--- START PASSAGE PROVIDED ---
# Very small show brag from Enderby



## Schimmel (May 17, 2008)

Haven't been around since Saturday really due to the show on Sunday and then the catching up to do today, and I'm still behind <sigh> but hopefully towards the middle of the week things will be normal and I can start posting again and continue to bore you lol.

Anyway, we took Kamora and Nocino to the TickedTICA show in Enderby today. Kamora was a "bridesmaid" again all day bless her. Despite gaining maximum points in each ring, she didn't make any Finals.

As for Nocino, well...................we are thrilled to say that she will now officially be known as *Champion Schimmel Shesanightmare*     Nocino is out of Schimmel True Blue X Champion Schimmel Shesadream. The timing could not have been better as Nocino is having a honeymoon with Ashanti (aka Double Grand Champion Schimmel Stripe It Lucky) this week. 

It was fantastic to see May and Heathcliff (Kelly's OH) again, as well as to meet Karen (?) who owns the stunning Gizmo bred by May. Karen very kindly allowed me to have some cuddles with Gizmo and that boy will go far I tell you. He is a credit to May's breeding  Ross's girl Gaia (sp?) is a beautiful, beautiful Lynx Point, wonderfully balanced and incredibly pretty.
--- END PASSAGE PROVIDED ---
• WHAT IS ASKED:
- a) Retype the part of the cat show post between "It was fantastic" and "and incredibly pretty.", inclusive.
- b) Continue the cat show post from where it stops.
--- START INFORMATION PROVIDED ---
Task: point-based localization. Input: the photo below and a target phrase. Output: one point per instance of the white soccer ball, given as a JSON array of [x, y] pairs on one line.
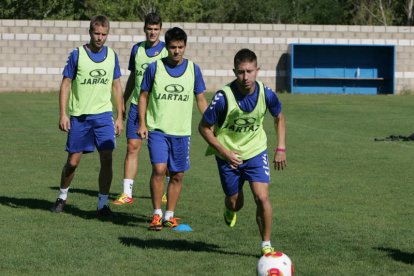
--- END INFORMATION PROVIDED ---
• SOLVED PROBLEMS:
- a)
It was fantastic to see May and Heathcliff (Kelly's OH) again, as well as to meet Karen (?) who owns the stunning Gizmo bred by May. Karen very kindly allowed me to have some cuddles with Gizmo and that boy will go far I tell you. He is a credit to May's breeding  Ross's girl Gaia (sp?) is a beautiful, beautiful Lynx Point, wonderfully balanced and incredibly pretty.

- b)
May will confirm that both our girls were angels today, I have never seen them so well behaved and I'm incredibly proud of them both 

Anyway, it was a great day, can't wait for the next TICA show  and here are the girl's..........

Nocino (Oriental Black Tortie) & Kamora (Cinnamon Oriental Classic Tabby)


----------



## Siamese Kelly (Jan 6, 2008)

_HUMONGOUS WELL DONE TO CHAMPION SCHIMMELSHESANIGHTMARE-SOOO RICHLY DESERVED-STUNNING GAL ABD AN ABSOLUTE CREDIT TO YOU KATAND ALSO TO KAMORA WHO AGAIN IS ALSO A STUNNING GAL AND CREDIT TO HER DEVOTED SLAVE_
I'll bet you've been busy MatildaDecisions such as HMm Should i put the Rosettes here or over theirHuman family move out i need the room:Glad you all had a such a brill and enjoyable day-you always make my HC smile Tilda-and for that alone your a starDAlso relieved to hear you all behaved accordingly too


----------



## Schimmel (May 17, 2008)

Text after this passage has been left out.